__Quoted passage__:

§

If you hate it in AZ then you should probably move. I know I couldn't take the heat. But, I just question if you really know what you are getting into by moving to the Midwest. Winters here are cold and grey. Everything is dead until spring and living indoors gets old fast. You think you remember but you probably don't, but your body will remind you of the cold. And then changing everything in your world at 81 can't be sugar coated either...This is a hard one, and mine is only one man's opinion. Whatever you do, good luck and God Bless!


----------



## Liberty

You could just move laterally...lol.  Move out of AZ , but just keep it in the southern sector.  Might be fun.


----------



## Colleen

Liberty said:


> You could just move laterally...lol.  Move out of AZ , but just keep it in the southern sector.  Might be fun.


I've thought of that, but where??


----------



## officerripley

Colleen said:


> I wanted to leave 5 years ago, but hubby refused.


That's where I'm at now. I don't think mine will ever regret it though even if--oh, heck, let's be realistic, when--this house starts to fall down around us, I think he's going to just "double down" and refuse to move. So I've got that to look forward to. Ha.


----------



## Matrix

Please use a meaningful title: https://www.seniorforums.com/thread...d-titles-and-write-more-readable-posts.34771/


----------



## Matrix

A meaningful and complete title is *required*: https://www.seniorforums.com/thread...d-titles-and-write-more-readable-posts.34771/


----------



## Liberty

Colleen said:


> I've thought of that, but where??


We can't stand the dry dry air as it drives our skin crazy, so more humid weather is best for us, but if you only want dry weather then obviously its southwest.  if you get on I-10 and drive east, then you could certainly find some warm areas that might fit your bill.  

Hub couldn't stand living in the north due to his old football injuries.  I could hear each step he took when coming down the stairs in the winter.  We've had a wonderful life in the south and I'm sure you could find some warm nice place that you could enjoy.  Everything has "pros and cons" of course you know.


----------



## Victor

Only you can answer this question. The better question is: is this in my best interests and sensible?
 I asked myself this many times, younger than you. I finally realized that I had too much anxiety, worry, to start over where I knew nobody at all! Also a lack of money for my housing choices.
Everyone is different. It is easy for others to encourage you but they are not your age and DK you.


----------



## Pinky

Would it be feasible and affordable for you to take an "off season" vacation to where you think you may want to live? That's one way of testing the waters .. experiencing the winter, etc.

§

__Supplied information__:
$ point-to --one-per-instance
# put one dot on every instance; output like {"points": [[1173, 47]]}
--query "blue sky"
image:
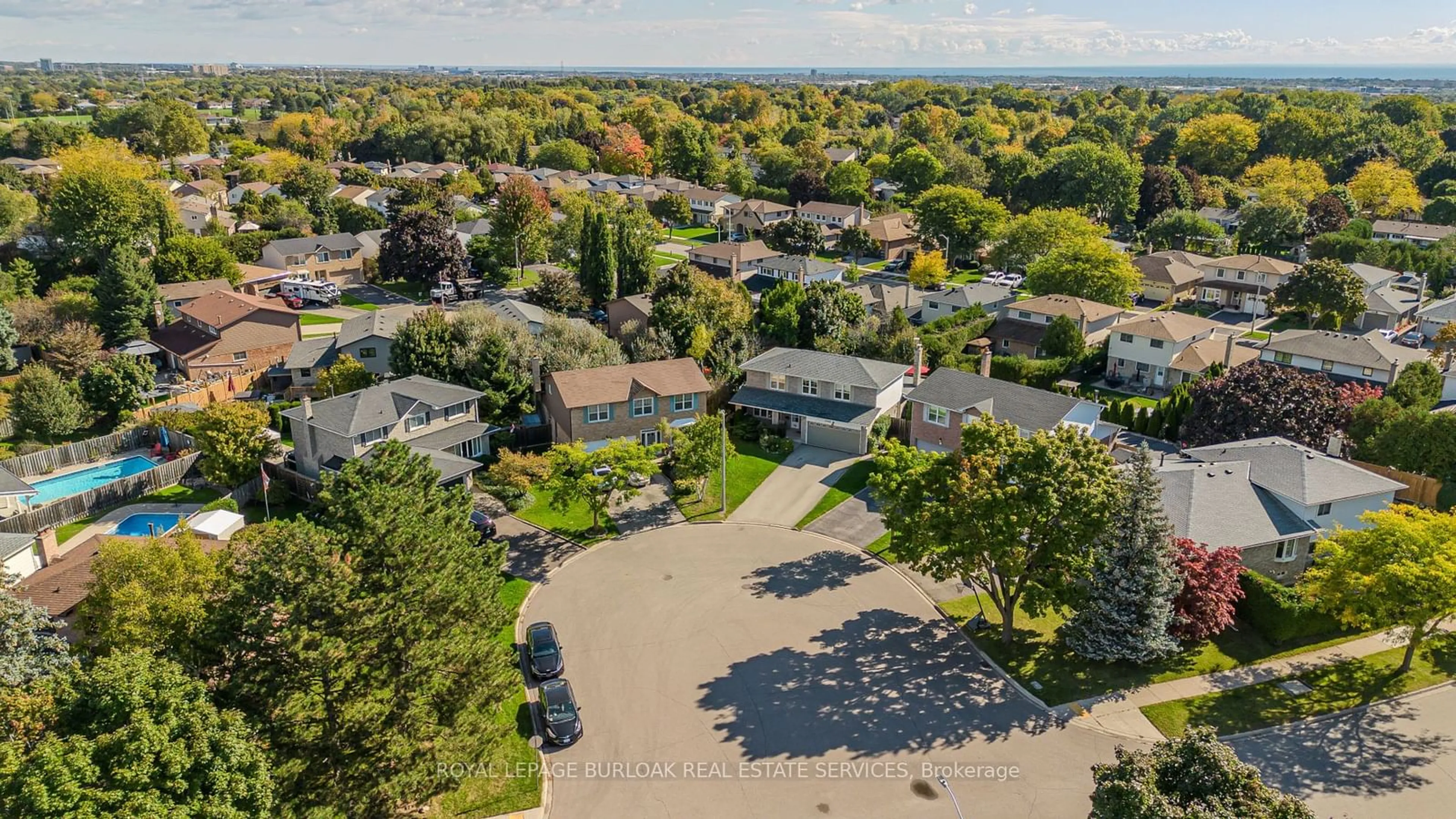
{"points": [[733, 33]]}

§

__Activity 1__:
Answer these from the thread about moving out of Arizona:
(a) What age does the first post give for changing everything in one's world?
(b) Which interstate does Liberty suggest driving east on to find warm areas?
(c) What kind of vacation does Pinky suggest for testing the waters?
__Activity 2__:
Pick up the thread about moving out of Arizona after its final post and keep it going.

__Exercise output 1__:
(a) 81
(b) I-10
(c) An "off season" vacation to the place where you think you may want to live

__Exercise output 2__:
----------



## Colleen

Liberty said:


> We can't stand the dry dry air as it drives our skin crazy, so more humid weather is best for us, but if you only want dry weather then obviously its southwest.  if you get on I-10 and drive east, then you could certainly find some warm areas that might fit your bill.
> 
> Hub couldn't stand living in the north due to his old football injuries.  I could hear each step he took when coming down the stairs in the winter.  We've had a wonderful life in the south and I'm sure you could find some warm nice place that you could enjoy.  Everything has "pros and cons" of course you know.


When we first retired in 2001, we bought a 5th-wheel and truck and left CA forever. We registered in Livingston, TX, as that's where we were told by other RVer's that that was the best place to set up our mail (with a PMB) and it was forwarded to us no matter where we landed. We did that for 3 1/2 years and living in our RV. Then, we thought about buying a house again and since we wintered in Brownsville, we considered that. We settled on Victoria, TX instead. My husband is a trap-shooter and loves to fish so Victoria was ideal for us because there is a large trap-shooting club there and he competed in San Antonio many times. We bought a nice 3 bedroom, 2 bath house on a large fenced corner lot and enjoyed living there with very low property taxes. We left there in 2008 to go to PA to be closer to family until we came to AZ in 2014 (BIG mistake!). We considered Victoria again, however, the prices for property tax has skyrocketed and a lot of other things have changed there so we scratched our move back to Victoria. Too bad because we liked the area.


----------



## Colleen

Victor said:


> Only you can answer this question. The better question is: is this in my best interests and sensible?
> I asked myself this many times, younger than you. I finally realized that I had too much anxiety, worry, to start over where I knew nobody at all! Also a lack of money for my housing choices.
> Everyone is different. It is easy for others to encourage you but they are not your age and DK you.


Amen! I'm glad that we have time to consider many angles of moving and I'm doubtful that such a big move (over 2100 miles!) is the right thing for us. We miss so much about where we came from...BUT...maybe we waited too long. We should have done this 5 years ago, but I couldn't convince hubby so here we are. I've been looking at other options closer to where we are. Hubby and I need to have a serious talk . Yes, money is always a factor and I'm concerned that the housing market is doing what it did not long ago and then it took a dive and people that over paid for a house were caught upside down. And property taxes are crazy, too. I'm afraid we're trying to live in the past when we were younger and it was easier to cope with the weather, etc. It's time to re-evaluate our priorities. Thanks for being honest with your comments. I appreciate it.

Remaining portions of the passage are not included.